• PROBLEM STATEMENT:
Copy out the text of the records below word for word, leaving out the pictures.

- - -

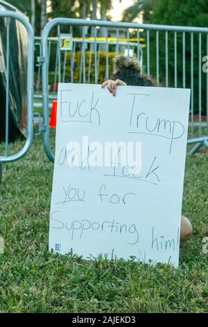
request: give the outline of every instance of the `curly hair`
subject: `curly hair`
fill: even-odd
[[[135,57],[118,56],[113,60],[114,74],[110,79],[121,79],[127,85],[135,86],[157,86],[155,81],[143,74]]]

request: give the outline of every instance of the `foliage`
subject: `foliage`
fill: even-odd
[[[144,22],[149,22],[153,10],[157,0],[135,0],[135,3],[127,8],[123,14],[123,22],[132,22],[139,14],[143,14]]]

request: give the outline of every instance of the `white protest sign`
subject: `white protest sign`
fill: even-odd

- - -

• TASK SOLUTION:
request: give the outline of every instance of the `curly hair`
subject: `curly hair`
fill: even-odd
[[[135,57],[118,56],[113,60],[114,74],[110,79],[121,79],[127,85],[135,86],[157,86],[155,81],[143,74]]]

request: give the outline of every instance of the `foliage`
subject: `foliage`
fill: even-odd
[[[144,22],[149,22],[153,10],[157,0],[135,0],[135,3],[127,8],[123,14],[123,22],[132,22],[139,14],[143,14]]]

request: give the outline of every instance of the `white protest sign`
subject: `white protest sign`
fill: even-odd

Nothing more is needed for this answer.